* start SELECTED EXTRACT *

# Yankee Dabbler



## JeffHurl (Apr 22, 2021)

Has anyone done business with online retailer yankeedabbler.com?

Their prices seem good, but I'm leary... you know the old saying: If it's too good to be true...


----------



## Homeless by Choice (Apr 15, 2016)

JeffHurl said:


> Has anyone done business with online retailer yankeedabbler.com?
> 
> Their prices seem good, but I'm leary... you know the old saying: If it's too good to be true...



 Great company as far as I am concerned. I have made several purchases from him. If you have questions, just call. The owner is usually busy but has always returned my phone calls.

LeRoy


----------



## J.Albert1949 (Feb 3, 2018)

I usually order decoders from Yankeedabbler.

Their shipping prices are good too.
When it's time to calculate shipping charges, select "by weight" for the best price.


----------



## JeffHurl (Apr 22, 2021)

Thanks for the replies! Just ordered 10 Peco PL10s from them.


----------



## GeeTee (Dec 23, 2020)

Yes , more than once , service is excellent , shipping very reasonable . Could use a better website and wider stock. Last order took from Tues to Sat , 4days from the time I ordered NJ - TX


----------



## CTValleyRR (Jul 26, 2014)

Absolutely. Two thumbs up. Also regulars at the Amherst Model Railroad Show.


----------



## JeffHurl (Apr 22, 2021)

Received shipping notification!


----------



## BigGRacing (Sep 25, 2020)

My best buddy up here uses them all the time as well


----------



## Severn (May 13, 2016)

I got an ho engine from them. No issues. Would buy from them again.


----------



## Dennis461 (Jan 5, 2018)

I live nearby, smaller store, subject to manufacturing whims.


----------



## kilowatt62 (Aug 18, 2019)

More than six orders from me. No issues. Quick shipment. 
Two thumbs up here.


----------



## Old_Hobo (Feb 20, 2014)

Dennis461 said:


> subject to manufacturing whims.


Aren’t we all…..


----------



## Homeless by Choice (Apr 15, 2016)

Homeless by Choice said:


> Great company as far as I am concerned. I have made several purchases from him. If you have questions, just call. The owner is usually busy but has always returned my phone calls.
> 
> LeRoy



I forgot to mention Discount Code for 7% off = *bnsf6951*


----------



## Stumpy (Mar 19, 2013)

I'll echo what the others have said. Good outfit.

* end SELECTED EXTRACT *

◆ **TASK REQUIREMENTS**
- A) In the Yankee Dabbler thread, which option does J.Albert1949 say to select when calculating shipping charges to get the best price?
- B) Write out from the Yankee Dabbler thread everything from "## J.Albert1949 (Feb" down to "the best price.", word for word.

* start EXTRACTED DATA *

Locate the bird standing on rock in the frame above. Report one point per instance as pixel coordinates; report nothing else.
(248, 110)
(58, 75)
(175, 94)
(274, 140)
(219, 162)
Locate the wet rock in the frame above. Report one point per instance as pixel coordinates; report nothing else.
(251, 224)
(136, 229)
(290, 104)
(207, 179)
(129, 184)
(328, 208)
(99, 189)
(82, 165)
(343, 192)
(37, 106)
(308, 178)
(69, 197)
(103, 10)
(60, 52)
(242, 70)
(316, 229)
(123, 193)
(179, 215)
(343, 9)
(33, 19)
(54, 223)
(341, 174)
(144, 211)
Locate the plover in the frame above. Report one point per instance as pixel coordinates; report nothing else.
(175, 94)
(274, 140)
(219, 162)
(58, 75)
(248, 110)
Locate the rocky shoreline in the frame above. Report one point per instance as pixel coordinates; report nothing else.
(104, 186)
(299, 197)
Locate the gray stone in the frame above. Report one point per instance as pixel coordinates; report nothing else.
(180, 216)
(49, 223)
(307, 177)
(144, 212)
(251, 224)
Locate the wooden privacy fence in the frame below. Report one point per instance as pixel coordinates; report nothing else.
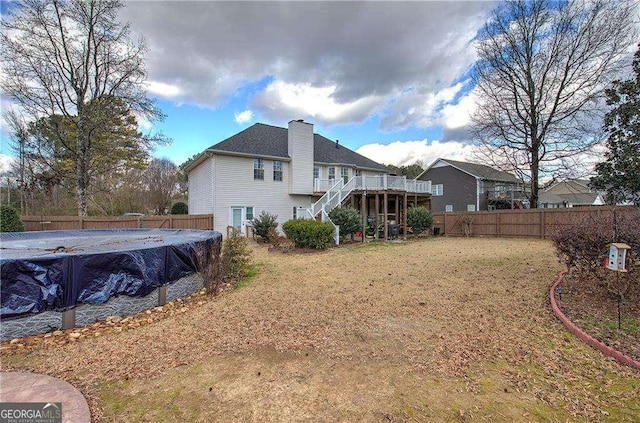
(54, 223)
(530, 223)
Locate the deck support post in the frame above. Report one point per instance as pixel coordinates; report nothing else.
(363, 214)
(377, 216)
(385, 216)
(404, 218)
(69, 319)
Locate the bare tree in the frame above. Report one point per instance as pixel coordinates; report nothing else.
(540, 76)
(60, 57)
(161, 180)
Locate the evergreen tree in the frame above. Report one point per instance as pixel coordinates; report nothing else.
(619, 174)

* end EXTRACTED DATA *

◆ **EXPECTED ANSWERS**
- A) "By weight"

- B)
## J.Albert1949 (Feb 3, 2018)

I usually order decoders from Yankeedabbler.

Their shipping prices are good too.
When it's time to calculate shipping charges, select "by weight" for the best price.